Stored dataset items
▬▬▬
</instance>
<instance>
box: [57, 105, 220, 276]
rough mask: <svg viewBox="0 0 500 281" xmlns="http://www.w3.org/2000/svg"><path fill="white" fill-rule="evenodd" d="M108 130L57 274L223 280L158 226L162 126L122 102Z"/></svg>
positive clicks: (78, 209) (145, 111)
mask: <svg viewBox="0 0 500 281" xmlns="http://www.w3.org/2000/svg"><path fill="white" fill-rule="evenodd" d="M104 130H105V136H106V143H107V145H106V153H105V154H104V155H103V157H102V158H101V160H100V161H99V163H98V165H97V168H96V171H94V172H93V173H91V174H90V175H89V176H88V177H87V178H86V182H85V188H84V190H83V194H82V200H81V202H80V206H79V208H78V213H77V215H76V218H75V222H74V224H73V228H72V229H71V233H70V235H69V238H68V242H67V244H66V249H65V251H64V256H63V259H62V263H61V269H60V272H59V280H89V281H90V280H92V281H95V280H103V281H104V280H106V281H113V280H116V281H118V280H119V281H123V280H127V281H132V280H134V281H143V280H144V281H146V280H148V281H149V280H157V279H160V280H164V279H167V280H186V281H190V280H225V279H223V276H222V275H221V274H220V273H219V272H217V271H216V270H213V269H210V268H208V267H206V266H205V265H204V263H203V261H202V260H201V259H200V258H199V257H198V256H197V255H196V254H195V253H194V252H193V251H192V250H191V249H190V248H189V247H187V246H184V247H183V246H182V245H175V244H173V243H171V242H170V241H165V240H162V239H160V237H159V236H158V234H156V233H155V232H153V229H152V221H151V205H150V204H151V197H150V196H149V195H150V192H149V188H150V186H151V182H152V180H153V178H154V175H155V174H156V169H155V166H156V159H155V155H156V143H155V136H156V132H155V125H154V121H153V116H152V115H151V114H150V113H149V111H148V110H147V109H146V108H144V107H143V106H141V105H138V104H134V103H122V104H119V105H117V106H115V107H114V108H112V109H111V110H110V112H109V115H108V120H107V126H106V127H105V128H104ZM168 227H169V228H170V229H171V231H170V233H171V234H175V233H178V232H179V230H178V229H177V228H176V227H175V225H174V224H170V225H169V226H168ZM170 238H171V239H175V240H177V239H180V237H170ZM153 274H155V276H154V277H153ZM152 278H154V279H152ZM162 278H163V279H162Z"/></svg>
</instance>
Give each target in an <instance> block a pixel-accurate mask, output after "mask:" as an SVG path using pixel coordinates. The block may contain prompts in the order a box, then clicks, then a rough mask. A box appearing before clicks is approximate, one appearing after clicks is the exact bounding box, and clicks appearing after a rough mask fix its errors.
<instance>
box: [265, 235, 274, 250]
▬▬▬
WORK TASK
Print all of the entries exactly, leaving nothing out.

ANSWER BOX
</instance>
<instance>
box: [57, 105, 220, 276]
rough mask: <svg viewBox="0 0 500 281" xmlns="http://www.w3.org/2000/svg"><path fill="white" fill-rule="evenodd" d="M108 130L57 274L223 280L158 226L162 126L122 102Z"/></svg>
positive clicks: (78, 209) (145, 111)
mask: <svg viewBox="0 0 500 281" xmlns="http://www.w3.org/2000/svg"><path fill="white" fill-rule="evenodd" d="M104 130H105V136H106V143H107V145H106V153H105V154H104V155H103V157H102V158H101V160H100V161H99V163H98V165H97V168H96V171H94V172H93V173H91V174H90V175H89V176H88V177H87V178H86V182H85V188H84V190H83V194H82V200H81V202H80V206H79V208H78V213H77V215H76V218H75V222H74V224H73V228H72V229H71V233H70V235H69V238H68V242H67V244H66V249H65V251H64V256H63V259H62V263H61V269H60V272H59V280H89V281H90V280H92V281H95V280H103V281H104V280H106V281H113V280H116V281H118V280H119V281H123V280H127V281H132V280H134V281H143V280H144V281H146V280H148V281H149V280H157V279H160V280H164V279H167V280H186V281H190V280H225V279H223V276H222V275H221V274H220V273H219V272H217V271H216V270H213V269H210V268H208V267H206V266H205V265H204V263H203V261H202V260H201V259H200V258H199V257H198V256H197V255H196V254H195V253H194V252H193V251H192V250H191V249H190V248H189V247H187V246H184V247H183V246H182V245H175V244H173V243H171V242H170V241H165V240H162V239H160V237H159V236H158V234H156V233H155V232H153V229H152V221H151V205H150V204H151V197H150V196H149V195H150V192H149V188H150V186H151V182H152V180H153V178H154V175H155V174H156V169H155V166H156V159H155V155H156V143H155V136H156V132H155V125H154V121H153V116H152V115H151V114H150V113H149V111H148V110H147V109H146V108H144V107H143V106H141V105H138V104H134V103H122V104H119V105H117V106H115V107H114V108H112V109H111V110H110V112H109V115H108V120H107V126H106V127H105V128H104ZM168 227H169V228H170V229H171V231H170V233H171V234H175V233H178V232H179V230H178V229H177V228H176V227H175V225H174V224H170V225H169V226H168ZM170 238H171V239H175V240H177V239H180V237H170ZM153 274H155V276H154V277H153ZM152 278H154V279H152ZM162 278H163V279H162Z"/></svg>
</instance>
Give each target in an <instance> block a pixel-accurate mask, output after "mask:" as an SVG path using pixel coordinates. The block may contain prompts in the order a box, then clicks, then a rough mask. A box appearing before clicks is approximate, one appearing after clicks is the exact bounding box, and clicks appearing after a rough mask fix its errors.
<instance>
box: [265, 235, 274, 250]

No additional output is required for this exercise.